About this exercise:
Would you go through the records below and copy each line with the string "hand"?

Information given:
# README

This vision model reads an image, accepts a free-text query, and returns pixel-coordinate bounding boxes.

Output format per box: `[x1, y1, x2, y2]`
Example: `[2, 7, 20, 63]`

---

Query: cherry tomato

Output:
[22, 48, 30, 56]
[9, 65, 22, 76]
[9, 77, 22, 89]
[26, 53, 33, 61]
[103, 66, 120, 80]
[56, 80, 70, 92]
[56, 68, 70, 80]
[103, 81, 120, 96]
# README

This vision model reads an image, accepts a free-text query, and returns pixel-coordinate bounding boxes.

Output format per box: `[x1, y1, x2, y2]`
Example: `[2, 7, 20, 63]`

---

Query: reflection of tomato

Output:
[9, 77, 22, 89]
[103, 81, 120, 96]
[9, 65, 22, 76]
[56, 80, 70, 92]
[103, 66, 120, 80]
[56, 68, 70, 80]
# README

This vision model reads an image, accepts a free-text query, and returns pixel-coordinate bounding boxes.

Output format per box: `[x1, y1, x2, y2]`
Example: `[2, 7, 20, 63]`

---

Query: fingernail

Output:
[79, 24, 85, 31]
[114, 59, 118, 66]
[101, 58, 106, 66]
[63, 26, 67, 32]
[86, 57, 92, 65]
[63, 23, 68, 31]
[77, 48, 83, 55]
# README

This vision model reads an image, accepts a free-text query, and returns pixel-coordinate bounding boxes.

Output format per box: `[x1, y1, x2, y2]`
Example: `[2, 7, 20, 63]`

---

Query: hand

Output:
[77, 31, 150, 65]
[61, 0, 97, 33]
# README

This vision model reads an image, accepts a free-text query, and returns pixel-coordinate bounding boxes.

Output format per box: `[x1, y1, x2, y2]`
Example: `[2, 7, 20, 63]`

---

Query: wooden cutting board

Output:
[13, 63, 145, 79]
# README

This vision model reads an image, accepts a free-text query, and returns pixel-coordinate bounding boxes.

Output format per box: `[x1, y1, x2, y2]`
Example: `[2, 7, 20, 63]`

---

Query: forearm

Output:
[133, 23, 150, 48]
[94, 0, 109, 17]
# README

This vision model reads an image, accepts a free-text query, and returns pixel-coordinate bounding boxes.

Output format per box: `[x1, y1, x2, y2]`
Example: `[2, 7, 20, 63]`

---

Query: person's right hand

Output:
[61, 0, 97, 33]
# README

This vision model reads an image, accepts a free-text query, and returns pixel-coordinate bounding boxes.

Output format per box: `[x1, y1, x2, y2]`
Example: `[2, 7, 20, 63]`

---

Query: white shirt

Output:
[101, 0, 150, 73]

--

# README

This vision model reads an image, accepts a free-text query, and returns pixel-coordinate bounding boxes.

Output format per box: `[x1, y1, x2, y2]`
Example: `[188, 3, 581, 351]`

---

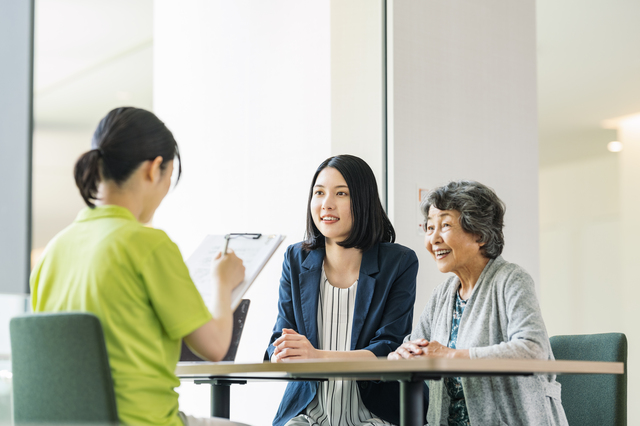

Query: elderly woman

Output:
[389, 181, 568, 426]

Task answer:
Query: hand
Query: person's right hand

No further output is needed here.